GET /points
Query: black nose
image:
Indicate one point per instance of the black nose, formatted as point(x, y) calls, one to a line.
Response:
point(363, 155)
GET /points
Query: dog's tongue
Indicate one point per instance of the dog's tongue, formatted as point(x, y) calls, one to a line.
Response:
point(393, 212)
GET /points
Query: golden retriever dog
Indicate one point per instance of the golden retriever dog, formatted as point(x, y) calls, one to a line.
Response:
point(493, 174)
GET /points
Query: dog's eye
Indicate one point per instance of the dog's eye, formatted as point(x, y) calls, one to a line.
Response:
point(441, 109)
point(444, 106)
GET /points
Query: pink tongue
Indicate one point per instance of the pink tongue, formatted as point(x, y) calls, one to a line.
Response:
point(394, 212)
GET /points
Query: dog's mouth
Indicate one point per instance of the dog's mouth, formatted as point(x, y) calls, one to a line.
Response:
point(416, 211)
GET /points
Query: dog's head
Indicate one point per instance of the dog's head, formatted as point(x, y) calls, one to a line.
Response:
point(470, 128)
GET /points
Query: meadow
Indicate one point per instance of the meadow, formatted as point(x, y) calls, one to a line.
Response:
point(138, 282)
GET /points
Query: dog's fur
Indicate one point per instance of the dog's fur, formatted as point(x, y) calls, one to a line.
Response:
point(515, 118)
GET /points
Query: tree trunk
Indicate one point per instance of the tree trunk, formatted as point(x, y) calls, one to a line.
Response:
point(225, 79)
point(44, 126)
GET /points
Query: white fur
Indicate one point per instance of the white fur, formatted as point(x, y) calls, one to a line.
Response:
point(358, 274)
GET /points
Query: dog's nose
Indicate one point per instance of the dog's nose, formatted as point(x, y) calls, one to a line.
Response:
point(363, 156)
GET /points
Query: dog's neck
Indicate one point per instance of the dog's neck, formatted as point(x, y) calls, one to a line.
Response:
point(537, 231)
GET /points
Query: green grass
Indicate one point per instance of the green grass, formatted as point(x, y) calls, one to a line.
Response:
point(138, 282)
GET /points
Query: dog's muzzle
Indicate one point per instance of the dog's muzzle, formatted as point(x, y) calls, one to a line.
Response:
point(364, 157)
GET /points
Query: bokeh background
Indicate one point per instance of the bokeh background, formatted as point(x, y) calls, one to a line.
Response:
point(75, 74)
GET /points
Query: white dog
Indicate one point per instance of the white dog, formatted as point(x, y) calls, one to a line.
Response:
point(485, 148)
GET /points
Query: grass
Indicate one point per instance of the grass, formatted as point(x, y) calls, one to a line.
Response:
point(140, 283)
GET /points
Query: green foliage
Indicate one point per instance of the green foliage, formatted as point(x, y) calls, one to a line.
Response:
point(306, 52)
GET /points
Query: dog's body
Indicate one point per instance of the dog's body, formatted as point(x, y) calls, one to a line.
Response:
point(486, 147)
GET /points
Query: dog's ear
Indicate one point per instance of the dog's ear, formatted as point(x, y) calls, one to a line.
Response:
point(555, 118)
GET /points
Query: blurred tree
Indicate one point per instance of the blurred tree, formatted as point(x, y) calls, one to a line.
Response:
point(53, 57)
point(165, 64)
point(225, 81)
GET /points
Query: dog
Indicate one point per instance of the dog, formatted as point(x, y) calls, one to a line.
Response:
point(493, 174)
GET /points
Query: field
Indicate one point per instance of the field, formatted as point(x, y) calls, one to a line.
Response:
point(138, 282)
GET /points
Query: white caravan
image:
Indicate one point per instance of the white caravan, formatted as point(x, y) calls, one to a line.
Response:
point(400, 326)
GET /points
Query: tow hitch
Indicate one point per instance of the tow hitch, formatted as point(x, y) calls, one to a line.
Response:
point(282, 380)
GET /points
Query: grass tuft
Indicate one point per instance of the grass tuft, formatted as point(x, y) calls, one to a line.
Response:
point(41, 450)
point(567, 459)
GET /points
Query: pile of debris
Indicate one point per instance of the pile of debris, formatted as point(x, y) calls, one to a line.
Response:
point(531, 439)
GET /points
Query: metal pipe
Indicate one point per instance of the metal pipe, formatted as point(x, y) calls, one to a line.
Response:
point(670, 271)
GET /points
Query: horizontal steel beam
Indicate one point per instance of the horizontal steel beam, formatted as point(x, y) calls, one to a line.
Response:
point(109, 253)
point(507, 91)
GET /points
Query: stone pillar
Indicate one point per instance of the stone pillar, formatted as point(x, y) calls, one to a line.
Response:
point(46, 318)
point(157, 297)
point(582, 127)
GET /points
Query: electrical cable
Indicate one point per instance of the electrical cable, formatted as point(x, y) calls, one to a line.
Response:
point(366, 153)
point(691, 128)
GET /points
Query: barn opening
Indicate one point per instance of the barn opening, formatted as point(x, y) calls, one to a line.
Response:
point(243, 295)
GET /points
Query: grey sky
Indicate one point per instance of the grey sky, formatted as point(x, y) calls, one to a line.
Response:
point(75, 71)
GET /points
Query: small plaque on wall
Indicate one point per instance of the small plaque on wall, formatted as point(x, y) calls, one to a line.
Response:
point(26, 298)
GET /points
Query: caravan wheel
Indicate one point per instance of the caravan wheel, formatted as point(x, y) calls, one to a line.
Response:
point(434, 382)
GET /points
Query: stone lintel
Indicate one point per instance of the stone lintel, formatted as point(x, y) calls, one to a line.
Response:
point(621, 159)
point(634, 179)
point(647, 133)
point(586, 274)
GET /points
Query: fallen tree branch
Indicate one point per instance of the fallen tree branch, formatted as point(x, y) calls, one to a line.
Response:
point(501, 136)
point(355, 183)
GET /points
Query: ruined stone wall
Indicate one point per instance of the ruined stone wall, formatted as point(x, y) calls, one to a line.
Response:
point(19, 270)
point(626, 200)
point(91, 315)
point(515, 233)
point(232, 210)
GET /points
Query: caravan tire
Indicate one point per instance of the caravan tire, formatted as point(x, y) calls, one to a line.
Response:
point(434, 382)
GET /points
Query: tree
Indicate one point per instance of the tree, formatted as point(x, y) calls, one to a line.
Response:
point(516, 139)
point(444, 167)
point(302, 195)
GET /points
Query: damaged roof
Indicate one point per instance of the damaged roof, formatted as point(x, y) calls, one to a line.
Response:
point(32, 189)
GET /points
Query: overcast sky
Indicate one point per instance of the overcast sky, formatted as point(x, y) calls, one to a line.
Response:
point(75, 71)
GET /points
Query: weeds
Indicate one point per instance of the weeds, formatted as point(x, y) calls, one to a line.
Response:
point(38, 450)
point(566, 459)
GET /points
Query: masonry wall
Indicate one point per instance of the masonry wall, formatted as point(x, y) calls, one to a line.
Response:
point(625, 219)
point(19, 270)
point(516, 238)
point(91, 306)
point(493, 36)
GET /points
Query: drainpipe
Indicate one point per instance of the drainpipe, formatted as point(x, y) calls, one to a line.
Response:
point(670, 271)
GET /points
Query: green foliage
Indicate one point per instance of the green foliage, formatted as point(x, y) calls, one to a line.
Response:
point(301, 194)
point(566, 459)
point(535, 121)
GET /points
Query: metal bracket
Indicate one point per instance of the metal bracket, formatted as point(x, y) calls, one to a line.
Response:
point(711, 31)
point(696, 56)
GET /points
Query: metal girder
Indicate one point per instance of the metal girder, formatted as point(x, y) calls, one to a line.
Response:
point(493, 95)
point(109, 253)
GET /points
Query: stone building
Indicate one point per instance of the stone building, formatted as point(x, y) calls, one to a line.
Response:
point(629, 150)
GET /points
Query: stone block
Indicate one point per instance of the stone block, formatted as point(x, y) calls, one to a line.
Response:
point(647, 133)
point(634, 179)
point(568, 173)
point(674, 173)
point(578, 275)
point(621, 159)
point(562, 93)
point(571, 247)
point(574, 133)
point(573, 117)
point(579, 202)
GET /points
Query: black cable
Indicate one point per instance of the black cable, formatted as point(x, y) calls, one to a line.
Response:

Task directions: Can you reproduce all of the records above verbatim, without altering a single character?

Task answer:
GET /points
Query: black nose
image:
Indicate one point per instance of the black nose, formatted as point(x, y) calls, one to a line.
Response:
point(363, 155)
GET /points
Query: dog's tongue
Indicate one point per instance of the dog's tongue, formatted as point(x, y) calls, one to a line.
Response:
point(393, 212)
GET /points
Query: golden retriever dog
Indicate one point per instance of the golden retriever dog, formatted as point(x, y) calls, one to a line.
Response:
point(493, 174)
GET /points
Query: dog's eye
Indicate one point per instance of the dog's eye, formatted as point(x, y) calls, one to a line.
Response:
point(441, 109)
point(444, 106)
GET /points
Query: pink tongue
Indicate one point per instance of the pink tongue, formatted as point(x, y) calls, one to a line.
Response:
point(394, 212)
GET /points
Query: dog's mouth
Indicate one point per instance of the dog's mouth, formatted as point(x, y) calls, one to a line.
Response:
point(416, 211)
GET /points
Query: dog's head
Indicate one point per instance of the dog's head, formatted as point(x, y) calls, one to a line.
Response:
point(470, 128)
GET /points
Query: meadow
Indicate one point per instance of the meadow, formatted as point(x, y) calls, one to a line.
Response:
point(138, 282)
GET /points
Query: dog's fur
Indicate one point per instance of the dog's fur, formatted as point(x, y) calls, one to a line.
Response:
point(515, 118)
GET /points
Query: tree trunk
Indicate one point per instance of the tree trunk, formatted as point(x, y) calls, one to a line.
Response:
point(225, 79)
point(44, 126)
GET /points
Query: white fur
Indicate one point per instance of the white fur, formatted as point(x, y) calls, one to a line.
Response:
point(358, 274)
GET /points
Query: dog's nose
Indicate one point per instance of the dog's nose, formatted as point(x, y) calls, one to a line.
Response:
point(363, 156)
GET /points
Query: dog's neck
Indicate one point per instance of the dog's neck, formatted as point(x, y) calls, one to a line.
Response:
point(537, 231)
GET /points
Query: green grass
Indicate one point per instance of the green grass, formatted as point(x, y) calls, one to a line.
Response:
point(138, 282)
GET /points
Query: dog's muzzle
Indicate one point per instance of the dog's muzzle, formatted as point(x, y) calls, one to a line.
Response:
point(364, 157)
GET /points
Query: bokeh background
Indicate one point per instance of the bokeh background, formatted as point(x, y) calls, one to a line.
Response:
point(75, 74)
GET /points
Query: white dog
Indicate one point per instance of the white dog, formatted as point(x, y) calls, one to a line.
Response:
point(485, 148)
GET /points
Query: grass
Indicate one point per instance of the grass, formatted as point(x, y) calls, one to a line.
Response:
point(140, 283)
GET /points
Query: green foliage
Indicate one point per instance of the green foliage, formatted as point(x, y) calls, one to a line.
Response:
point(306, 52)
GET /points
Query: dog's body
Indicate one point per instance of the dog's body, formatted as point(x, y) calls, one to a line.
Response:
point(486, 147)
GET /points
Query: dog's ear
Indicate one point per instance of the dog's ear, formatted as point(x, y) calls, one to a line.
Response:
point(555, 118)
GET /points
Query: blurred tree
Indicate one point per instance of the blurred tree, formatted as point(x, y) calls, one to a line.
Response:
point(53, 57)
point(165, 64)
point(225, 81)
GET /points
Query: dog
Indicate one point per instance of the dog, formatted as point(x, y) calls, one to a line.
Response:
point(493, 174)
GET /points
Query: field
Indicate one point per instance of the field, formatted as point(x, y) calls, one to a line.
Response:
point(138, 282)
GET /points
Query: white caravan
image:
Indicate one point per instance of the white caravan, formatted as point(x, y) calls, one to a line.
Response:
point(400, 326)
GET /points
Query: tow hitch
Indicate one point per instance of the tow hitch, formatted as point(x, y) calls, one to a line.
Response:
point(282, 380)
GET /points
Query: grass tuft
Indicate one point per instance of the grass tuft, formatted as point(x, y) calls, one to a line.
Response:
point(41, 450)
point(567, 459)
GET /points
Query: pile of debris
Indicate one point per instance of the pile of debris, formatted as point(x, y) calls, one to a line.
Response:
point(531, 439)
GET /points
Query: metal pipe
Indicate one point per instance of the metal pipe, formatted as point(x, y) calls, one to a line.
Response:
point(670, 271)
GET /points
Query: horizontal steel beam
Indicate one point per instance of the horizontal steel beam, formatted as point(x, y) calls, one to a line.
Response:
point(109, 253)
point(507, 91)
GET /points
Query: stone pillar
Indicate one point per instance of the stone pillar, formatted as point(x, y) calls, one to a line.
Response:
point(46, 318)
point(157, 297)
point(582, 127)
GET /points
Query: electrical cable
Indicate one point per instance of the electrical cable, formatted as point(x, y) calls, one to a line.
Response:
point(366, 153)
point(691, 128)
GET /points
Query: barn opening
Indicate one point per instance of the barn opening, formatted as point(x, y) calls, one to a line.
Response:
point(243, 295)
GET /points
Query: grey sky
Indicate one point per instance of the grey sky, formatted as point(x, y) calls, one to a line.
Response:
point(75, 71)
GET /points
Query: small plaque on wall
Indicate one point per instance of the small plaque on wall, formatted as point(x, y) calls, one to a line.
Response:
point(26, 298)
GET /points
Query: caravan wheel
Indicate one point per instance of the caravan wheel, formatted as point(x, y) calls, one to a line.
Response:
point(434, 382)
GET /points
Query: stone lintel
Indicate one point per instance of the stone lintel, formatted as point(x, y) calls, one to a line.
Response:
point(621, 159)
point(634, 179)
point(647, 133)
point(586, 274)
GET /points
Query: fallen tree branch
Indicate one point per instance of the fallen tree branch, formatted as point(x, y) calls, one to a line.
Response:
point(501, 136)
point(355, 183)
GET /points
Query: ruined stone wall
Indicate one point per instance of the ruined stone wall, formatted as point(x, y) calls, one to a line.
Response:
point(19, 270)
point(626, 200)
point(91, 315)
point(515, 233)
point(232, 210)
GET /points
Query: caravan tire
Indicate one point per instance of the caravan tire, formatted as point(x, y) calls, one to a line.
Response:
point(434, 382)
GET /points
Query: tree
Indicate one point per instance of the tree, formatted as point(x, y) calls, one to a line.
Response:
point(516, 139)
point(444, 167)
point(302, 195)
GET /points
Query: damaged roof
Indicate one point per instance of the damaged roof, formatted as point(x, y) calls, one to a line.
Response:
point(32, 189)
GET /points
Query: overcast sky
Indicate one point per instance of the overcast sky, formatted as point(x, y) calls, one to a line.
Response:
point(75, 71)
GET /points
Query: weeds
Indicate one point per instance of the weeds, formatted as point(x, y) calls, one to a line.
Response:
point(38, 450)
point(566, 459)
GET /points
Query: masonry wall
Indicate one point per instance of the masonry wall, formatted as point(x, y) calls, one to a line.
Response:
point(625, 219)
point(19, 270)
point(516, 238)
point(91, 306)
point(493, 36)
GET /points
Query: drainpipe
Indicate one point per instance of the drainpipe, formatted as point(x, y) calls, one to a line.
Response:
point(670, 271)
GET /points
Query: green foliage
Indicate one point per instance of the green foliage, formatted as point(x, y) calls, one to a line.
Response:
point(301, 194)
point(566, 459)
point(535, 121)
GET /points
Query: metal bracket
Indicate one point per instance of the metal bracket, formatted as point(x, y) calls, one to a line.
Response:
point(711, 31)
point(696, 56)
GET /points
Query: metal girder
Indicate one point per instance of the metal girder, formatted as point(x, y) calls, one to a line.
Response:
point(493, 95)
point(109, 253)
GET /points
Query: stone building
Indicate one point per instance of the stone building, formatted as point(x, y) calls, one to a line.
Response:
point(629, 150)
GET /points
Query: stone block
Indicate one point per instance of the stone block, formatted as point(x, y) calls, one to a line.
Response:
point(647, 133)
point(634, 179)
point(568, 173)
point(674, 173)
point(578, 275)
point(621, 159)
point(562, 93)
point(571, 247)
point(574, 133)
point(573, 117)
point(579, 202)
GET /points
Query: black cable
Indicate one point per instance of the black cable, formatted as point(x, y) calls, one to a line.
Response:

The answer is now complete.